■ Reading passage:
---*---

# A wise cop.



## Falcon (Dec 6, 2014)

Did this officer in this short video use good judgement in the handling of this situation? 
Would you have handled it in a different manner? 

https://www.facebook.com/photo.php?v=10202763511232620 

   (turn up volume)


----------



## Blaze Duskdreamer (Dec 6, 2014)

Totally unfunny.  It's abuse of women and encouraging abuse of women.


----------



## Meanderer (Dec 7, 2014)

Since this clip is in the humor forum, it was never meant to be taken seriously!  And John, in this hyper PC world...we pitch horseshoes in the minefield, at our own risk.  Funny?  Maybe. Serious? No way!  Had it been in the General discussions forum....well now!   and I thought your questions john, were rhetorical.

After thinking about it more, I think the "joke" is that she talked her way back into the trunk.


----------



## Falcon (Dec 7, 2014)

That's exactly the joke Jim.  He understood the problem with the husband and the son.
She yakked her way back into the trunk.


----------



## SeaBreeze (Dec 7, 2014)

I understood the joke, she was a yacker and that was one way to shut her up.  Just a joke, not to be taken too literally or seriously.


----------



## Falcon (Dec 7, 2014)

Thanks Sea.  I knew you'd see it that way.


----------



## Ina (Dec 7, 2014)

John, it was funny, but then I think this is funny too.  :hiteachother::lofl::getit:


----------

---*---

■ Given exercise 1:
Answer these from the forum thread:
(a) On what date did Falcon post the video link?
(b) Which poster called the clip abuse of women?
(c) What did Meanderer conclude the "joke" was?
The entries that follow are unrelated to the forum thread.

[Data listing]
---*---

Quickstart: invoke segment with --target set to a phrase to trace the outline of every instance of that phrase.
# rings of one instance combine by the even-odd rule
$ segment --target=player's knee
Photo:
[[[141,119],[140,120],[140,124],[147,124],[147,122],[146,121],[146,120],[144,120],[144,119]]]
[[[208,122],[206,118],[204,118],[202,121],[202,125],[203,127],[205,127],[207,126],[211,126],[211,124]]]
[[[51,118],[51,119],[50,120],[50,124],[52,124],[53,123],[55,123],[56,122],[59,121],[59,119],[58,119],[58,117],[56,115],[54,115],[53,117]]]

---*---

■ Given exercise 2:
Rewrite every line of the data listing entries, requests included, and decrease each outline coordinate by 48.

■ Complete output 1:
(a) Dec 6, 2014
(b) Blaze Duskdreamer
(c) That she talked her way back into the trunk.

■ Complete output 2:
Quickstart: invoke segment with --target set to a phrase to trace the outline of every instance of that phrase.
# rings of one instance combine by the even-odd rule
$ segment --target=player's knee
Photo:
[[[93,71],[92,72],[92,76],[99,76],[99,74],[98,73],[98,72],[96,72],[96,71]]]
[[[160,74],[158,70],[156,70],[154,73],[154,77],[155,79],[157,79],[159,78],[163,78],[163,76]]]
[[[3,70],[3,71],[2,72],[2,76],[4,76],[5,75],[7,75],[8,74],[11,73],[11,71],[10,71],[10,69],[8,67],[6,67],[5,69]]]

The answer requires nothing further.